| SET PROBLEM |
Return every line of the material below that contains the string "face", matching case exactly.

## Start PROVIDED RECORDS

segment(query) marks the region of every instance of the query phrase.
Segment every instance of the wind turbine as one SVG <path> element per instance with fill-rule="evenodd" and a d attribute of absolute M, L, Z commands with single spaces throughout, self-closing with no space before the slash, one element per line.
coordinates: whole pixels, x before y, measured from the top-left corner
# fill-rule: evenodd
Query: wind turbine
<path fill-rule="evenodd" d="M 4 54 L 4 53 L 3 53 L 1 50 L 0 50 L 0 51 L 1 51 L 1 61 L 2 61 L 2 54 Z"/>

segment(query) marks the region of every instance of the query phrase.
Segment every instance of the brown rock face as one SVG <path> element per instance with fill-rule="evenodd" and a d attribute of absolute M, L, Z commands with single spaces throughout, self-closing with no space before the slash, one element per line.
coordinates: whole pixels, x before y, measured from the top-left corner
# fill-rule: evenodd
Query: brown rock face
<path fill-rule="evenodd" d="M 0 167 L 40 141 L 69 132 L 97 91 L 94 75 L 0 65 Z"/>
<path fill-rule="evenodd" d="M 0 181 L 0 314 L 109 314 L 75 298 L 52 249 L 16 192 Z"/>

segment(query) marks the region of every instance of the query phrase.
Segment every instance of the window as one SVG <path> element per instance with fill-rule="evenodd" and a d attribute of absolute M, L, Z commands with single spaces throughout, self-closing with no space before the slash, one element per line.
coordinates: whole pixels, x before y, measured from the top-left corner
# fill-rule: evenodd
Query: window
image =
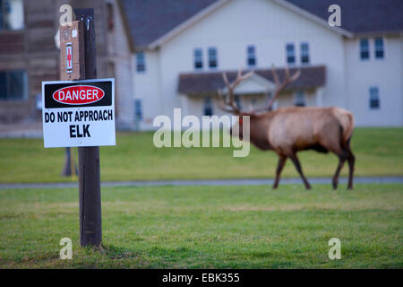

## End PROVIDED RECORDS

| EXERCISE OUTPUT |
Segment every instance of the brown rock face as one SVG <path> element per instance with fill-rule="evenodd" and a d attribute of absolute M, L, Z commands with single spaces throughout, self-closing with no space before the slash, one element per line.
Query: brown rock face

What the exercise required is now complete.